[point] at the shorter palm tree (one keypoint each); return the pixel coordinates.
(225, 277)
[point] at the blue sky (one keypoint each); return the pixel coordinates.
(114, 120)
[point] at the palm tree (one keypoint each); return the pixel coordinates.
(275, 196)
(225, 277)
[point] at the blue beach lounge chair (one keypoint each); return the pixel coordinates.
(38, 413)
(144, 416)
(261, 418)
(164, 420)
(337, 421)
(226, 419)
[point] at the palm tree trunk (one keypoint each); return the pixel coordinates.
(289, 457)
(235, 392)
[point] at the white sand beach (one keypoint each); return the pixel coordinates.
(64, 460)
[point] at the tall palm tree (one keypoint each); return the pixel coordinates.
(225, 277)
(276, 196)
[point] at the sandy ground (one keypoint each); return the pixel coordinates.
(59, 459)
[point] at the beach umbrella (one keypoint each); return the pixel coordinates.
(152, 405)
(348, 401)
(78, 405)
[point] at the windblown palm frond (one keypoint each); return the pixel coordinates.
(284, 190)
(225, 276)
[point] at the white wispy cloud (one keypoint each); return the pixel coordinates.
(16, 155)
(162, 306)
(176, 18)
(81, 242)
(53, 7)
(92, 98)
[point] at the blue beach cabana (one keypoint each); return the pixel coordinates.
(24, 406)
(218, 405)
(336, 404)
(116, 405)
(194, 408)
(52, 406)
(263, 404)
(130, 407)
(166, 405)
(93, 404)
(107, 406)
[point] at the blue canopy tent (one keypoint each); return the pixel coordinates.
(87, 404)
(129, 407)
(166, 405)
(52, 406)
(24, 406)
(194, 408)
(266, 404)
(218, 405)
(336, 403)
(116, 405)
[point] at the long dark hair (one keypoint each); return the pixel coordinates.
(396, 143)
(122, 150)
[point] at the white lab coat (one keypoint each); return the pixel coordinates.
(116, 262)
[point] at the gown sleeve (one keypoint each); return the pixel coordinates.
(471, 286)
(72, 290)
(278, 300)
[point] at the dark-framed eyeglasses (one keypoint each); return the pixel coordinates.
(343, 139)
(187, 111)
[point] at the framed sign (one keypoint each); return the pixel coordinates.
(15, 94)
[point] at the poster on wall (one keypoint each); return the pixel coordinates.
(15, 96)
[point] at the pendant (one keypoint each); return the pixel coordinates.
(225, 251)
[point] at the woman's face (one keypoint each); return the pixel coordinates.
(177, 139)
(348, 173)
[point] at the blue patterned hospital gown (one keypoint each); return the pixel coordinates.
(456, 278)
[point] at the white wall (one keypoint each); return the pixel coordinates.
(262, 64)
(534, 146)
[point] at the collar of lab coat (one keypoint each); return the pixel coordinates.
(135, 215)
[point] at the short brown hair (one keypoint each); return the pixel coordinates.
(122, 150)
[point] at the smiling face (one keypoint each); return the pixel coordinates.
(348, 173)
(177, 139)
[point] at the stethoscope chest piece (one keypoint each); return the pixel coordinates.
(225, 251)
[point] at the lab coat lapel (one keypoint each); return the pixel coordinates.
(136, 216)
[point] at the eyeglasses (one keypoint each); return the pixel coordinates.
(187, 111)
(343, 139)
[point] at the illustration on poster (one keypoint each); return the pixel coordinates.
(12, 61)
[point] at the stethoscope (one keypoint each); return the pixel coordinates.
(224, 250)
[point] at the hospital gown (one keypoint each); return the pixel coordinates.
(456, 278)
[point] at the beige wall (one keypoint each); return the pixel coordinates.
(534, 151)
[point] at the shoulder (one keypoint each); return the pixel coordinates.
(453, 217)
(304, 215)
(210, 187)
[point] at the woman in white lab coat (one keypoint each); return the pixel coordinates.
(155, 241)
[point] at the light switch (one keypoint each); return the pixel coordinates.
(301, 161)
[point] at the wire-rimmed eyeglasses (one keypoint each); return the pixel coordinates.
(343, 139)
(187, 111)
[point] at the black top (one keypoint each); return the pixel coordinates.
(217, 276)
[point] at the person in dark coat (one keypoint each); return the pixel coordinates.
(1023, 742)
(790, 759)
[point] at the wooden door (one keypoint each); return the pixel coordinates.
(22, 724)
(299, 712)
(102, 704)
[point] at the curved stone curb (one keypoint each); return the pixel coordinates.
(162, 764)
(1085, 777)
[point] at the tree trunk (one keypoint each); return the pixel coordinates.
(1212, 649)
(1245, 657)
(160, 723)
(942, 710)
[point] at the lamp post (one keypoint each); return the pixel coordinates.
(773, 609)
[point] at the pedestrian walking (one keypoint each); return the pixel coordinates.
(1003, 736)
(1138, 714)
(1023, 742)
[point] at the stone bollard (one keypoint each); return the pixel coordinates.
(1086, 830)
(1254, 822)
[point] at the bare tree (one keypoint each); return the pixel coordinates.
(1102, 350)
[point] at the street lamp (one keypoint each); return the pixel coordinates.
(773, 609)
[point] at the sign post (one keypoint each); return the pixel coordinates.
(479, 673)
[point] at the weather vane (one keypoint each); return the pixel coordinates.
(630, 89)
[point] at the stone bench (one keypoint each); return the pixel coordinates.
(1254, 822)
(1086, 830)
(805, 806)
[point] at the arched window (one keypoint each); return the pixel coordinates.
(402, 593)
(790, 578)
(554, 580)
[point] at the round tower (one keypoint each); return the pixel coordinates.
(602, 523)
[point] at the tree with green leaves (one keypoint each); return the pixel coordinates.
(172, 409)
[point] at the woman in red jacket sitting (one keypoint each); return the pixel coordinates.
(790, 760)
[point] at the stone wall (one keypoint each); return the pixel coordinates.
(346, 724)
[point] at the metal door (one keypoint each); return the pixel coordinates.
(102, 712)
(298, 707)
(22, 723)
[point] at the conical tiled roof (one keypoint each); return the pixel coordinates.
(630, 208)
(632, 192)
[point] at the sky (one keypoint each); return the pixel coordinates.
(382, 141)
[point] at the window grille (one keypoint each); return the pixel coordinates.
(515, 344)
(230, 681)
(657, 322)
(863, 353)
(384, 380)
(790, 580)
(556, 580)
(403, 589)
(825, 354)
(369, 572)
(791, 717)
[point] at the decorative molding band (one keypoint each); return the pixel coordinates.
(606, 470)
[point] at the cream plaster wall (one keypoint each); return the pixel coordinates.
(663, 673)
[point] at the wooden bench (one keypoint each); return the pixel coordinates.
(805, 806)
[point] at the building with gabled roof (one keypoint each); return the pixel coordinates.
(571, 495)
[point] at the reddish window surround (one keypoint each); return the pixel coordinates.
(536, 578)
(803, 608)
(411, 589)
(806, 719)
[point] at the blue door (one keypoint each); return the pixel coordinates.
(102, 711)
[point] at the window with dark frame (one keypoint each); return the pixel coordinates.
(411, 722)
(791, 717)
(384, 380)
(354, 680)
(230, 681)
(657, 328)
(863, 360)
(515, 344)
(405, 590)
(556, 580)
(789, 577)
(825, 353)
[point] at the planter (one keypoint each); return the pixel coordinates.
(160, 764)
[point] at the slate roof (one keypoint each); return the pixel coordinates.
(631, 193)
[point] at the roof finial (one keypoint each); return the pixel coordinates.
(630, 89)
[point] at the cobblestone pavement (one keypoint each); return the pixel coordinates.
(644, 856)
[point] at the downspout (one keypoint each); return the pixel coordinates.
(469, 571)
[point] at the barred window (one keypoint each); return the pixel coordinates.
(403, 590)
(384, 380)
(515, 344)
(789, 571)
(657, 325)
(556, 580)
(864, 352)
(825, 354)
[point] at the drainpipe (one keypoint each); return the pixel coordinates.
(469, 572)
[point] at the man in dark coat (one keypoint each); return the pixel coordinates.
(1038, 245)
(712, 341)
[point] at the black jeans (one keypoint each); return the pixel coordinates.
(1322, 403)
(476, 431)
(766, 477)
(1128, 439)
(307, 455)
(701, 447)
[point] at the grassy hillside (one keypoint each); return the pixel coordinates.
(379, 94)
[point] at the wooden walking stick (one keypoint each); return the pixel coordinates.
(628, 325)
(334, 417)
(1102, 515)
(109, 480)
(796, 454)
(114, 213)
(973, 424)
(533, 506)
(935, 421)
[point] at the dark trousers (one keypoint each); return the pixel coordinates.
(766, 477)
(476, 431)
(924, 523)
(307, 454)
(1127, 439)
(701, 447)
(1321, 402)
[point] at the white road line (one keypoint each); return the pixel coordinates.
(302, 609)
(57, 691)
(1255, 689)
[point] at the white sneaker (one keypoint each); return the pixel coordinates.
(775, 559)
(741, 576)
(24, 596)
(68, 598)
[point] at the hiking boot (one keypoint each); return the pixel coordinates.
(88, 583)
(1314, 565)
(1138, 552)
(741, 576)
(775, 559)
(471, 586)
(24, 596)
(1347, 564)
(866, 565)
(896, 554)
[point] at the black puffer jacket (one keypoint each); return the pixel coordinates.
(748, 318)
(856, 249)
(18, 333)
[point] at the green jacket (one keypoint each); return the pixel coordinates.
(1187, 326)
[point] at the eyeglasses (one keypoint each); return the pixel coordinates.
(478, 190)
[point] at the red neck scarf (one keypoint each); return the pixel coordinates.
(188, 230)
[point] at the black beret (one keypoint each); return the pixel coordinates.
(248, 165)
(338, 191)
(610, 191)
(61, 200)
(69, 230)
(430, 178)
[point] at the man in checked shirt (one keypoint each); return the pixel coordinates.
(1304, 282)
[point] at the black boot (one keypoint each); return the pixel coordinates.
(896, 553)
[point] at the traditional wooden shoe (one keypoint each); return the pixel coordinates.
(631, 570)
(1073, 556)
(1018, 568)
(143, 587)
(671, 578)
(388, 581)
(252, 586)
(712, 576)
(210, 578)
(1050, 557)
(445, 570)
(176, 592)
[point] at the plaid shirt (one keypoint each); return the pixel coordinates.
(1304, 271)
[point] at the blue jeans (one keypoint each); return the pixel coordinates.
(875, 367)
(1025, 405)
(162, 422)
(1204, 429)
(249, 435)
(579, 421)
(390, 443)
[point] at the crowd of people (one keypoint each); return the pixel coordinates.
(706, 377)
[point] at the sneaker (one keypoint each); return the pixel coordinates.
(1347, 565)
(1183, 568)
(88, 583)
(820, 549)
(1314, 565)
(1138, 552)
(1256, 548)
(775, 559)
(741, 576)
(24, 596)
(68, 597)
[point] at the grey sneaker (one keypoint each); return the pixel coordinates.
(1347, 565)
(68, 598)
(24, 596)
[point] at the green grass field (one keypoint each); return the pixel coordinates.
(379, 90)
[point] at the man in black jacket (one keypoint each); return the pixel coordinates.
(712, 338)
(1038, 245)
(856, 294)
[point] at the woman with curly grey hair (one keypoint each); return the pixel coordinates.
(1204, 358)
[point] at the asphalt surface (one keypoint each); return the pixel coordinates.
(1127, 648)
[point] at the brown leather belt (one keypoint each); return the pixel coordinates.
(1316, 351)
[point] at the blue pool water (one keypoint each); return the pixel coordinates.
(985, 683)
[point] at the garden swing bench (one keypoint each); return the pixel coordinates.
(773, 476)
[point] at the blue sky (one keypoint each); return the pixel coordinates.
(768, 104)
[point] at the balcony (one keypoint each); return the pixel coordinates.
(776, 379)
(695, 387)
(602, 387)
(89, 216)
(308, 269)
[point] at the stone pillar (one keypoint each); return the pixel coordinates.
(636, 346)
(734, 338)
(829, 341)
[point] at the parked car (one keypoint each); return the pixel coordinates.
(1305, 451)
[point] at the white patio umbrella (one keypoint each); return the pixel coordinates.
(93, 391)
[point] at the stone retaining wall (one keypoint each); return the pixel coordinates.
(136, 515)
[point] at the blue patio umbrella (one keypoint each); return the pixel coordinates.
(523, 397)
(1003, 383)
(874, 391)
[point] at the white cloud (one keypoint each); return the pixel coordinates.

Your instructions – From the "[point] at the crowd" line to the close of the listing, restate each line word for word.

Solution –
[point] at the crowd of people (one keypoint each); return the pixel coordinates.
(706, 377)
[point] at the sneaker (one keypoint each); return the pixel coordinates.
(1347, 565)
(1183, 568)
(88, 583)
(820, 549)
(1314, 565)
(1138, 552)
(1256, 548)
(775, 559)
(741, 576)
(24, 596)
(68, 597)
[point] at the grey sneaker (one keypoint each); return the pixel coordinates.
(1347, 565)
(68, 598)
(24, 596)
[point] at the green grass field (one keypoint each); return the pixel coordinates.
(379, 90)
[point] at the man in black jacket (one keypoint each); return the pixel coordinates.
(712, 338)
(1038, 245)
(856, 294)
[point] at the woman with curly grey hair (one keypoint each); return the pixel coordinates.
(1204, 358)
[point] at the asphalt surface (one keypoint each); return the pixel coordinates.
(1127, 648)
[point] at the brown leather belt (one keypoint each); return the pixel coordinates.
(1316, 351)
[point] at the blue pool water (one keypoint each); return the pixel coordinates.
(985, 683)
[point] at the garden swing bench (one keypoint each); return the pixel coordinates.
(773, 476)
[point] at the blue sky (one keypoint each); return the pixel coordinates.
(768, 104)
[point] at the balcony (one keypoint each); return the pixel coordinates.
(776, 379)
(695, 387)
(602, 387)
(89, 216)
(308, 269)
[point] at the stone pillar (one keypoint each); return the pixel coordinates.
(636, 346)
(734, 338)
(829, 341)
[point] at the parked car (one keypoint each); return the pixel coordinates.
(1305, 451)
[point] at the white patio umbrella (one keypoint each); return the pixel coordinates.
(93, 391)
[point] at the stone retaining wall (one keypoint each); return the pixel coordinates.
(136, 515)
[point] at the blue patio umbrella (one keypoint each); return the pixel coordinates.
(523, 397)
(1003, 383)
(874, 391)
[point] at the white cloud (one keypoint each); return the pixel coordinates.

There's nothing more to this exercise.